» **Activity**: Show, in full, each line of the data that contains "image".

» **Excerpted data**:
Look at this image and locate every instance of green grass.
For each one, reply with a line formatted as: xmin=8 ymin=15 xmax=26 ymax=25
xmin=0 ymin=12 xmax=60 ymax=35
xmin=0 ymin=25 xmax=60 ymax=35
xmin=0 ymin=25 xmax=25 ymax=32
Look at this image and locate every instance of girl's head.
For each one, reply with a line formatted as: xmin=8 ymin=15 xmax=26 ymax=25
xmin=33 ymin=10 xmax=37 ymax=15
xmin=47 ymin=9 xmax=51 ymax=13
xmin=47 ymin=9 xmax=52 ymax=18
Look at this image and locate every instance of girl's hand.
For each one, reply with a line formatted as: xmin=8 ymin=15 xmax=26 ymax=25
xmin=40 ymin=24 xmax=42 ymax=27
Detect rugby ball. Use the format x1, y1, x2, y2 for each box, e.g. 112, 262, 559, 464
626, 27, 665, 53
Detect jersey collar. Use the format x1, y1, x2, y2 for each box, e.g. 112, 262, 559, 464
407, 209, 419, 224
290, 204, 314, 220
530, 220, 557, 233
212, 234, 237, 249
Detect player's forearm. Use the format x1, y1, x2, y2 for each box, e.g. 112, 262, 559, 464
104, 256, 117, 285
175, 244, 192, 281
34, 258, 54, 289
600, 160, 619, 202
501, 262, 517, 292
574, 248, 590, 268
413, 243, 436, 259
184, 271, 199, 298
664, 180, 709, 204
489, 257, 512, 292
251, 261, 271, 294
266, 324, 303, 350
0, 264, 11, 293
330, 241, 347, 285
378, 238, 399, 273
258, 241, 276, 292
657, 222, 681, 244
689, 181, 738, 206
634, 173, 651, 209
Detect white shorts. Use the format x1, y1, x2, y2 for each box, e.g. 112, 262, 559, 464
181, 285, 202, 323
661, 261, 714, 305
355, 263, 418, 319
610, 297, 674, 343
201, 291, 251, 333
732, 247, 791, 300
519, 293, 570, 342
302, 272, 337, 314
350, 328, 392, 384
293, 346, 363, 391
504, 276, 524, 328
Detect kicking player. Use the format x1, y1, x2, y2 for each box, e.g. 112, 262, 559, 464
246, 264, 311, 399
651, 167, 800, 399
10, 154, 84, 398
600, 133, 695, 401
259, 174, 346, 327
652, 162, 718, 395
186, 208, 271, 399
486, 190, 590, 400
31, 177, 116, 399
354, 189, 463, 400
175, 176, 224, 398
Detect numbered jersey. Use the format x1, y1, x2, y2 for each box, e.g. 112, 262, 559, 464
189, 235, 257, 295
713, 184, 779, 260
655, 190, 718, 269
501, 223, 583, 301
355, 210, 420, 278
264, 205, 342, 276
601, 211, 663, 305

» **Answer to the exercise**:
Look at this image and locate every instance of green grass.
Look at this image and locate every instance of girl's head.
Look at this image and locate every instance of girl's hand.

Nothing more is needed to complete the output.